• **TASK PROMPT**: The records that follow are to be repeated exactly, with no pictures carried over.

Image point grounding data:
* * * * * * *

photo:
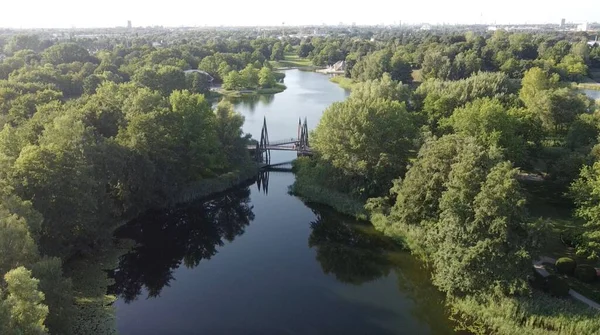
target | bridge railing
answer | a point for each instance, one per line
(281, 142)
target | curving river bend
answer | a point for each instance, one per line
(257, 260)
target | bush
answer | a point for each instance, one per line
(565, 265)
(585, 273)
(556, 286)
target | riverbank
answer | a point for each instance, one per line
(243, 93)
(293, 61)
(209, 187)
(307, 187)
(536, 313)
(588, 86)
(343, 82)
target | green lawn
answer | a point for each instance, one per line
(293, 60)
(236, 94)
(344, 82)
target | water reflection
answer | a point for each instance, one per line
(250, 102)
(353, 253)
(184, 234)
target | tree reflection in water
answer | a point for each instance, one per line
(166, 238)
(354, 253)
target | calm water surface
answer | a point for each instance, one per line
(260, 261)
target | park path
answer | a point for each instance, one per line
(539, 267)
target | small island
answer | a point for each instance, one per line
(252, 81)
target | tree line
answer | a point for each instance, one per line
(89, 140)
(447, 166)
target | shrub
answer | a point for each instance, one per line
(585, 273)
(556, 286)
(565, 265)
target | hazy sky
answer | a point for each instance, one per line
(110, 13)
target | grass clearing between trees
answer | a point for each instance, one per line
(293, 61)
(343, 82)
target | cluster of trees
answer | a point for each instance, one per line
(447, 167)
(86, 141)
(455, 55)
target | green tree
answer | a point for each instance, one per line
(483, 238)
(25, 303)
(198, 83)
(277, 52)
(65, 53)
(228, 127)
(400, 69)
(266, 78)
(58, 295)
(436, 65)
(22, 42)
(367, 139)
(233, 81)
(491, 124)
(534, 83)
(249, 76)
(384, 88)
(586, 195)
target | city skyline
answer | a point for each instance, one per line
(69, 13)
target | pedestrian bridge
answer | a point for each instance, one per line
(262, 149)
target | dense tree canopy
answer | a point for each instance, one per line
(368, 139)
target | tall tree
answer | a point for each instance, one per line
(368, 139)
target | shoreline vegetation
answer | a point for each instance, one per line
(342, 81)
(241, 93)
(293, 61)
(457, 181)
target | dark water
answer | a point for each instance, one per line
(253, 261)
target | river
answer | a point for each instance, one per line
(257, 260)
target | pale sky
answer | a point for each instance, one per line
(111, 13)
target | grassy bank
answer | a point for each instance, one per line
(224, 182)
(588, 86)
(293, 61)
(237, 94)
(343, 82)
(343, 203)
(314, 184)
(538, 314)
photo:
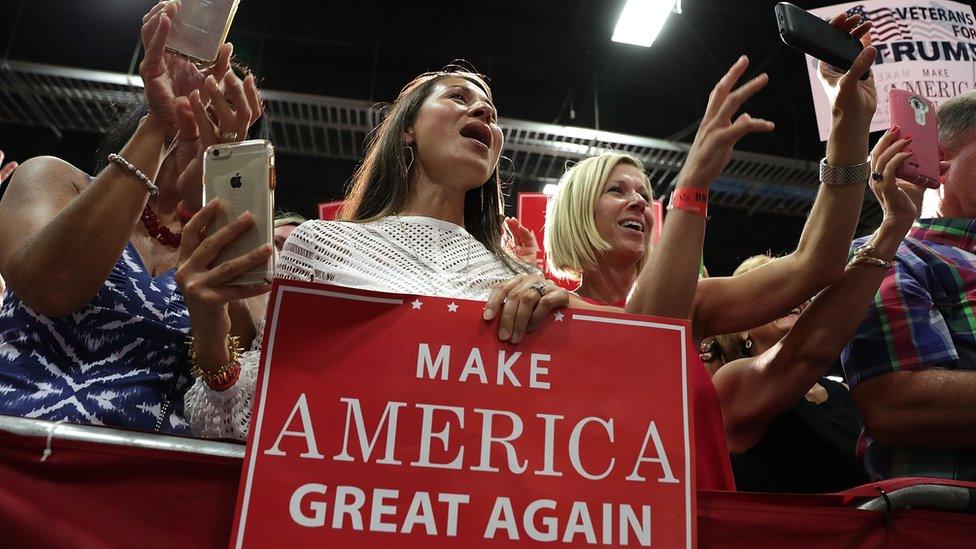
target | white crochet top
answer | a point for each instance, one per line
(408, 255)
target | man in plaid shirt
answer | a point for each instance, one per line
(912, 364)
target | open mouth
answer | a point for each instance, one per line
(633, 224)
(478, 131)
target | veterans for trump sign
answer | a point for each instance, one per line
(385, 419)
(925, 46)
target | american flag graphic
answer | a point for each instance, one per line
(887, 25)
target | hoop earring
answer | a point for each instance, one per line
(408, 151)
(508, 180)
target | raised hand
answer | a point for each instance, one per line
(899, 200)
(718, 133)
(167, 77)
(850, 95)
(235, 104)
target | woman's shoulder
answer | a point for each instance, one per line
(315, 229)
(51, 170)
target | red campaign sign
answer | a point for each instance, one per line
(386, 419)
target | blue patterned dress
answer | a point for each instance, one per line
(118, 361)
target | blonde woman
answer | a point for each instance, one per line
(598, 230)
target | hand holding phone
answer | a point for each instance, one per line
(915, 115)
(817, 38)
(200, 28)
(241, 177)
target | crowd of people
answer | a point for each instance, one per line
(115, 315)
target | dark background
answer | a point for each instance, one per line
(548, 60)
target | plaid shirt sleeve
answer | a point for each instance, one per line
(902, 330)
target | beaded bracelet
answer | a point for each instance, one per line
(224, 377)
(118, 160)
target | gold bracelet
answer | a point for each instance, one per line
(868, 260)
(222, 376)
(866, 249)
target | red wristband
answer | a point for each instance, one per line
(228, 380)
(690, 200)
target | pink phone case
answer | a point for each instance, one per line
(915, 114)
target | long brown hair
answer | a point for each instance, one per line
(380, 185)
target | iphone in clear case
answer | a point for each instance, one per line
(241, 175)
(199, 29)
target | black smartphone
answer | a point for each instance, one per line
(813, 36)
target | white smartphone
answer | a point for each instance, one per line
(242, 176)
(200, 28)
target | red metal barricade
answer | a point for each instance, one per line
(101, 487)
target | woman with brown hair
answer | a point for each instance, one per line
(421, 217)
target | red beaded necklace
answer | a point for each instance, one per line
(150, 220)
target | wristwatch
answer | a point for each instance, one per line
(844, 175)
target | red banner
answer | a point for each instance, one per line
(384, 419)
(329, 211)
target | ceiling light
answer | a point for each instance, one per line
(642, 20)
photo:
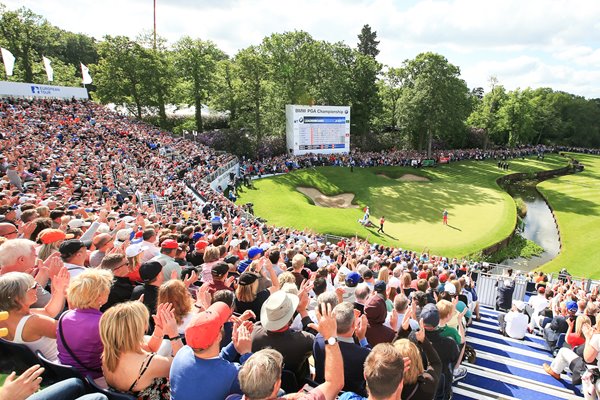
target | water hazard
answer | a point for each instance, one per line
(539, 225)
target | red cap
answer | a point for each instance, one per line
(169, 244)
(201, 245)
(205, 327)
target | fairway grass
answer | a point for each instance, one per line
(480, 212)
(575, 200)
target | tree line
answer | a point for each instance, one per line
(422, 104)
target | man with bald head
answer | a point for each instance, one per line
(8, 230)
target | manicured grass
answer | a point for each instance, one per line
(480, 213)
(575, 200)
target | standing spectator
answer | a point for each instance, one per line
(78, 333)
(200, 367)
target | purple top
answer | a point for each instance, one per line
(81, 330)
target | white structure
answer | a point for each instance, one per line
(317, 129)
(16, 89)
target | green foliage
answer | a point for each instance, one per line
(518, 247)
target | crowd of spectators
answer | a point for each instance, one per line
(200, 301)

* * * * * * *

• **TASK RESPONSE**:
photo:
target | bridge railing
answer | a point for each instance, one per line
(281, 142)
target | curving river bend
answer | a point for each instance, one per line
(257, 260)
target | bush
answer | a point for each instance, one per line
(565, 265)
(585, 273)
(556, 286)
target | riverbank
answer | a point for each instance, one per line
(243, 93)
(293, 61)
(209, 187)
(307, 187)
(536, 313)
(588, 86)
(343, 82)
target | green lawn
answer | a point for each instance, one per line
(293, 60)
(236, 94)
(344, 82)
target | water reflection
answer | a point for each instance, one per line
(250, 102)
(353, 253)
(184, 234)
target | tree reflection in water
answer | a point for each instance, one per line
(166, 238)
(354, 253)
target | calm water surface
answer | a point for each instance, one per line
(260, 261)
target | park path
answer | a point for each instance, one per line
(539, 267)
target | small island
answer | a point for each instance, one per line
(252, 81)
target | tree line
answer | a point for each instance, one per line
(89, 140)
(447, 166)
target | shrub
answer | a point for each instance, one per line
(585, 273)
(556, 286)
(565, 265)
target | hazy sky
answer | a point for each instance, one per line
(110, 13)
target | grass clearing between trees
answer | a point for each instance, one per line
(293, 61)
(343, 82)
target | cluster of trees
answer | a point for each instance, one per line
(447, 167)
(86, 141)
(455, 55)
target | green tree
answer | a point for each instance, one per line
(483, 238)
(25, 303)
(198, 83)
(277, 52)
(65, 53)
(228, 127)
(400, 69)
(266, 78)
(58, 295)
(436, 65)
(22, 42)
(367, 139)
(233, 81)
(491, 124)
(534, 83)
(249, 76)
(384, 88)
(586, 195)
target | city skyline
answer | a point for each instance, one per line
(69, 13)
target | pedestrian bridge
answer | a point for each instance, one per line
(262, 149)
target | dense tree canopy
answer | a point for each instance, one per line
(368, 139)
target | tall tree
answer | a point for each instance, one per line
(368, 139)
target | shoreline vegetation
answer | a point for each instance, one per line
(342, 81)
(241, 93)
(293, 61)
(457, 181)
target | dark water
answer | a point for each instance, one per line
(253, 261)
target | river
answer | a point for each instance, one per line
(257, 260)
target | pale sky
answer | a point for each instance, one per line
(111, 13)
target | grassy bank
answer | a point for each instance, one per line
(224, 182)
(588, 86)
(293, 61)
(237, 94)
(343, 82)
(343, 203)
(314, 184)
(538, 314)
photo:
target | white crochet top
answer | a point for each instance, one per line
(408, 255)
target | man in plaid shirt
answer | a point for each instance, one per line
(912, 364)
target | open mouth
answer | a point for each instance, one per line
(633, 224)
(478, 131)
target | veterans for trump sign
answer | a point for each instance, one per line
(385, 419)
(925, 46)
target | american flag graphic
answer | a point for each instance, one per line
(887, 25)
target | hoop earring
answer | a point for each instance, one per line
(408, 151)
(508, 180)
target | raised hand
answer | a point for each instance, one per line
(899, 200)
(718, 133)
(167, 77)
(850, 95)
(235, 104)
target | woman's shoulder
answer | a point for each instance, one per line
(315, 229)
(51, 170)
target | red campaign sign
answer | a point for each instance, one per line
(386, 419)
target | blue patterned dress
answer | a point for each instance, one per line
(118, 361)
target | blonde woman
answer | a point for each instance, one per line
(598, 230)
target | hand holding phone
answer | a point for each instance, one per line
(915, 115)
(817, 38)
(200, 28)
(241, 177)
target | crowd of people
answer | a point for each instance, one per line
(115, 315)
target | dark background
answer | a point for each instance, one per line
(548, 60)
target | plaid shirt sleeve
answer | a point for each instance, one per line
(902, 330)
target | beaded bracelet
answer | a point for each instance, one per line
(224, 377)
(118, 160)
target | gold bracelet
answer | a point for each instance, one per line
(868, 260)
(222, 376)
(866, 249)
target | red wristband
answer | a point for each instance, one per line
(228, 380)
(690, 200)
target | pink phone case
answer | a point for each instance, one per line
(915, 114)
target | long brown hair
answer | a point for each instance, one per line
(380, 185)
target | iphone in clear case
answer | a point for each instance, one per line
(241, 175)
(199, 29)
target | black smartphone
answer | a point for each instance, one per line
(813, 36)
target | white smartphone
answer | a point for each instance, one per line
(242, 176)
(200, 28)
target | red metal barricade
answer | a point for each instance, one per line
(101, 487)
target | woman with brown hair
answer | a point for each instance, one per line
(421, 217)
target | red beaded necklace
answer | a point for each instance, one per line
(150, 220)
target | wristwatch
answer | a point for each instance, one per line
(844, 175)
target | red banner
answer | a point for each instance, one per line
(384, 419)
(329, 211)
target | ceiling light
answer | a point for each instance, one per line
(642, 20)
photo:
target | water hazard
answer | a point for each instance, one per line
(539, 225)
target | red cap
answer | a point for each instance, one per line
(169, 244)
(201, 245)
(205, 327)
target | fairway grass
answer | a point for each instance, one per line
(480, 212)
(575, 200)
target | tree line
answer | a point for each instance, one per line
(422, 104)
target | man with bald head
answer | a point for each instance, one per line
(8, 230)
target | manicured grass
answer | a point for each instance, one per line
(480, 213)
(575, 200)
target | standing spectator
answer | a point for each instance, one per line
(78, 333)
(200, 367)
target | purple top
answer | a point for each instance, one per line
(81, 330)
target | white structure
answer | a point for each instance, one per line
(317, 129)
(16, 89)
target | green foliage
answer | a point for each instance, one per line
(518, 247)
target | crowd of spectators
answer | a point for each instance, one per line
(200, 301)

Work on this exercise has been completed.